Document:

►

City raises two issues for this Court's review:
I. Whether the Department's failure to issue a letter of findings in a timely manner voids the assessment of gross income tax made by the Department.

II. Whether the Department has the authority to assess gross income tax on the profit made on the buying and selling of the bonds when the bonds are:

     a. exempt from gross income tax under their enabling     statutes and;

     b. have been treated as exempt by the Department for     forty-two years.

FACTS
    City is a corporation engaged in the business of buying and selling securities for profit. During the years 1989, 1990, and 1991, City sold bonds that had been issued by school building corporations and political subdivisions to raise revenue for various projects. In 1992, after an audit of City's records, the Department issued notices of proposed assessment against City for additional gross income tax, interest, and penalties related to City's sale of the bonds.

◄

Direction A:
Answer these questions from the court excerpt:
(i) What business is City engaged in?
(ii) For how many years does City say the Department treated the bonds as exempt?
(iii) In what year did the Department issue the notices of proposed assessment against City?
The court excerpt above and the records that follow are separate, unrelated material.

Task data:
►

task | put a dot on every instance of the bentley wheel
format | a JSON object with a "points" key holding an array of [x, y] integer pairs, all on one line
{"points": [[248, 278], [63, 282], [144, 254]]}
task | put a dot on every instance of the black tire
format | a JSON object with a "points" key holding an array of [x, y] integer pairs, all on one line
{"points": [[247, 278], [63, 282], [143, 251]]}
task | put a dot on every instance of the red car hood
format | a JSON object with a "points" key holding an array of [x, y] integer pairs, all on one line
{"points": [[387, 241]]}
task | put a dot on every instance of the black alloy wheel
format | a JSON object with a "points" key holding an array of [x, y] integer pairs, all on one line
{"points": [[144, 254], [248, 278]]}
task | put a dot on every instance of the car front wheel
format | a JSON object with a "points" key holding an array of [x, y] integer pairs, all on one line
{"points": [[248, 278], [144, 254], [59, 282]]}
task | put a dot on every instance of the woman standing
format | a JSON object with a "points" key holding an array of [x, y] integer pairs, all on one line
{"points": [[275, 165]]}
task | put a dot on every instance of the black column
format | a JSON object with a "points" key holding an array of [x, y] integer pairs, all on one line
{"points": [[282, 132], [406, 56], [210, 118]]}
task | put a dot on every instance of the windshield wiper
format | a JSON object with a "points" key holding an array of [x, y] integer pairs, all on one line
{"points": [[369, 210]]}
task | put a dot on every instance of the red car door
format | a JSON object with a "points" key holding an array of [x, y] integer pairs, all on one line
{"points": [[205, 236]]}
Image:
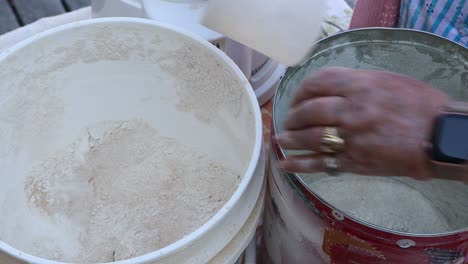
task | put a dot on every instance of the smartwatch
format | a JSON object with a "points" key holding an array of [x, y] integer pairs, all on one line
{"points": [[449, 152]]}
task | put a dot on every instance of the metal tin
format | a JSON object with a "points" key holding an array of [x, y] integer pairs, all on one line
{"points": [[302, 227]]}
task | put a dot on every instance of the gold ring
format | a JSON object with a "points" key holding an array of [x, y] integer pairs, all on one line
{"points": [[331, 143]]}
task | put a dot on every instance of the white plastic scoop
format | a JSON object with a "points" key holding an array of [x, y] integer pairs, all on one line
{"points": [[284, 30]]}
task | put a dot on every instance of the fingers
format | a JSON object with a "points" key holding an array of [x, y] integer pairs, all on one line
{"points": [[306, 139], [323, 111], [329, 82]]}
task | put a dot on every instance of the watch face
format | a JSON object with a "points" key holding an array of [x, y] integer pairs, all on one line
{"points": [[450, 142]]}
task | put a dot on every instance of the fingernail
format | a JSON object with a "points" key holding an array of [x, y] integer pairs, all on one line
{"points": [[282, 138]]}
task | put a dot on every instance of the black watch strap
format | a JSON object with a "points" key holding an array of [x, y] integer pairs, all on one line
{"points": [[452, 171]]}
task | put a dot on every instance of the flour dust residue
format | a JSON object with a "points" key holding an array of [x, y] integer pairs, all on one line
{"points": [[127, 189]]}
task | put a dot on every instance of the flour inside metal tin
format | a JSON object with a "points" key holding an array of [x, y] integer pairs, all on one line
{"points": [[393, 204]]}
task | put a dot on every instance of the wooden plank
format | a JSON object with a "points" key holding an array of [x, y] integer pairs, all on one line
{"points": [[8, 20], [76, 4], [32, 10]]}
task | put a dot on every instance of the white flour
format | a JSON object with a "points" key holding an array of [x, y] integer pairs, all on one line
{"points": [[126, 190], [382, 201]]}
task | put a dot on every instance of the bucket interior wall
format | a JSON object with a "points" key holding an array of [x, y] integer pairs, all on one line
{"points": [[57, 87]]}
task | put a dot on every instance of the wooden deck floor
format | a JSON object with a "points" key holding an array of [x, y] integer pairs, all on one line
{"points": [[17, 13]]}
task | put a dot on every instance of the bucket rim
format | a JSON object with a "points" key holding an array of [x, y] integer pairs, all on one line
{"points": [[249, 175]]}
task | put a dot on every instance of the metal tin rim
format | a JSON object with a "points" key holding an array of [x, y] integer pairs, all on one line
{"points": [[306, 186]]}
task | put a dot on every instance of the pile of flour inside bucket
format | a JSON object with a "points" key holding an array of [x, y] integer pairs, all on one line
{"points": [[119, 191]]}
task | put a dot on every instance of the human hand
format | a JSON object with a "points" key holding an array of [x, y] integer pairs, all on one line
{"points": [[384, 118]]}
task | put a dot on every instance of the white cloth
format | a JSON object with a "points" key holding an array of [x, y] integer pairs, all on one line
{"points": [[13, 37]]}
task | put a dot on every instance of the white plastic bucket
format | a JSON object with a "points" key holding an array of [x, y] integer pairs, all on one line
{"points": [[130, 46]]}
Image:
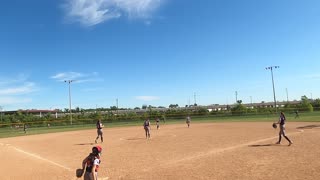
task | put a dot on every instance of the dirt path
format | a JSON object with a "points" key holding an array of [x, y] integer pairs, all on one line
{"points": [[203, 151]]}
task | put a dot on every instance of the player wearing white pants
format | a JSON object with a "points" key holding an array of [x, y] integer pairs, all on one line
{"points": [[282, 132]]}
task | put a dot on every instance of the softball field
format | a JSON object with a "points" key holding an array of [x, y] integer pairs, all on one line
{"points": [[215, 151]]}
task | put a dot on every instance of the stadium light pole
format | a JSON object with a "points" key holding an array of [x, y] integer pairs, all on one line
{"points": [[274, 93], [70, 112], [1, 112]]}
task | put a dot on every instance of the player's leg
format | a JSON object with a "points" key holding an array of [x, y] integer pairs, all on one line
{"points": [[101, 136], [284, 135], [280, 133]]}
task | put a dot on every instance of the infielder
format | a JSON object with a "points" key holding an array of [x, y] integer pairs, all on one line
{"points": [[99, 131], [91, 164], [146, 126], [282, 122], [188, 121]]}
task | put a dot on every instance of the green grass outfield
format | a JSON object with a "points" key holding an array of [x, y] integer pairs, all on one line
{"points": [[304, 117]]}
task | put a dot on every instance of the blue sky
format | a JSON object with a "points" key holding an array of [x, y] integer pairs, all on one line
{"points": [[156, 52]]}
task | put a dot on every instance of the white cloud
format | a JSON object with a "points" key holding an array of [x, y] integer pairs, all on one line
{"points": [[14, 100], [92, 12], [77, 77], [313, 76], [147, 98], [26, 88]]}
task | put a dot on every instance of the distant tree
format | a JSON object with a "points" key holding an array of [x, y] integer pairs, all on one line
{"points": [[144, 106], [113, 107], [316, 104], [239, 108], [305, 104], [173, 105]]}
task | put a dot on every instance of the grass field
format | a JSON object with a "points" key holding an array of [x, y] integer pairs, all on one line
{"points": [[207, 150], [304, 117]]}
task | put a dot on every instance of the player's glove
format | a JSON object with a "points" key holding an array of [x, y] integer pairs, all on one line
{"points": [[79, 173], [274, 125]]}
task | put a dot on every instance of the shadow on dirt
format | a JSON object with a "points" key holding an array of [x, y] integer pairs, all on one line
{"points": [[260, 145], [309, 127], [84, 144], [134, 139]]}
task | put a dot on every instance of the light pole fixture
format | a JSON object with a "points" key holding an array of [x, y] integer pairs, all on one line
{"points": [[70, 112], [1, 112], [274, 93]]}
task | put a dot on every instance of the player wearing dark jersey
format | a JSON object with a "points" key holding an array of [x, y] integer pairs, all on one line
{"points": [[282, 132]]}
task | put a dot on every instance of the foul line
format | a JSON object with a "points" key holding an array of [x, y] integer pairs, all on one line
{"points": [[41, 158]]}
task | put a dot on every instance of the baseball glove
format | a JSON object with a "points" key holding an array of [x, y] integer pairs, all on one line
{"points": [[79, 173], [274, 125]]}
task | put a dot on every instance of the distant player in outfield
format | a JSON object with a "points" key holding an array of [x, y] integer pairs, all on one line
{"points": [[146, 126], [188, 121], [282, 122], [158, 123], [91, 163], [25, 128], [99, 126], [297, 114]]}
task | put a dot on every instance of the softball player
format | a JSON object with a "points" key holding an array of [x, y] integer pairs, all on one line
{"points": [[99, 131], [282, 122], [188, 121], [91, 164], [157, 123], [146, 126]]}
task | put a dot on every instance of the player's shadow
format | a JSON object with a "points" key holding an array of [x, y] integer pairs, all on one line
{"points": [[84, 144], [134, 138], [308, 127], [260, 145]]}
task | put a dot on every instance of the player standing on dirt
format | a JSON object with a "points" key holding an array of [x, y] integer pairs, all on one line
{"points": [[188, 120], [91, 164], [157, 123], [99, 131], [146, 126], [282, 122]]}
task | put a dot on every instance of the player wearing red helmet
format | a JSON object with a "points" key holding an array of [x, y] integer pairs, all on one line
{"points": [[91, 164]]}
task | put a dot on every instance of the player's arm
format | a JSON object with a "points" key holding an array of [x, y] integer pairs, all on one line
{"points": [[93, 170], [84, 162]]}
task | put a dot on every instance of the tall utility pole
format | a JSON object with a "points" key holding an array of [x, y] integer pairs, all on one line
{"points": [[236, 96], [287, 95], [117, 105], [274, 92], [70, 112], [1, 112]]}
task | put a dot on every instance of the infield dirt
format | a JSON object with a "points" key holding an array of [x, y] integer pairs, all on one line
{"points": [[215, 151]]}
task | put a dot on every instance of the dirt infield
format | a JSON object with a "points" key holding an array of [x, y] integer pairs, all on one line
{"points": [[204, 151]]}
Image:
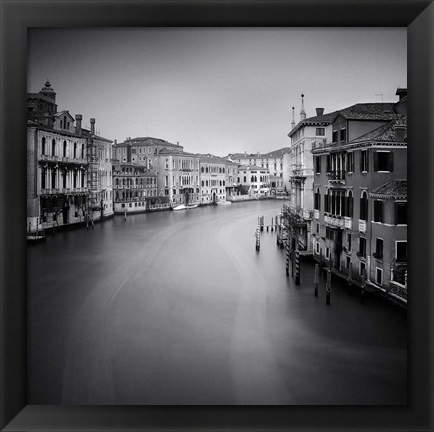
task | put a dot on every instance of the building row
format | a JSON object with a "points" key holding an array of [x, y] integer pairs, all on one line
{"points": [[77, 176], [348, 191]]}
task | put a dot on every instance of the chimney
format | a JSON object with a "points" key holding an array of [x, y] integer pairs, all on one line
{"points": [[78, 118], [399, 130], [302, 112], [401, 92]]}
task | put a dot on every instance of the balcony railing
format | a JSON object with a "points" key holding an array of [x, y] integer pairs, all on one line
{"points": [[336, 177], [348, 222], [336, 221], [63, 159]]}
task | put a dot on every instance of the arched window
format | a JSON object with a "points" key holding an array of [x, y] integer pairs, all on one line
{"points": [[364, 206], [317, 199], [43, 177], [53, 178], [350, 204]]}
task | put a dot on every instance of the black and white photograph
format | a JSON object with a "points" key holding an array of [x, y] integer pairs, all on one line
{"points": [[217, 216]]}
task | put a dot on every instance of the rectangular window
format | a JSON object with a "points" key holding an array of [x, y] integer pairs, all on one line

◄

Direction B: List each line of the records that contains the string "inside".

Complete response A:
(i) Buying and selling securities for profit.
(ii) Forty-two years.
(iii) 1992.

Complete response B:
task | put a dot on every instance of the flour inside metal tin
task | put a dot on every instance of the pile of flour inside bucket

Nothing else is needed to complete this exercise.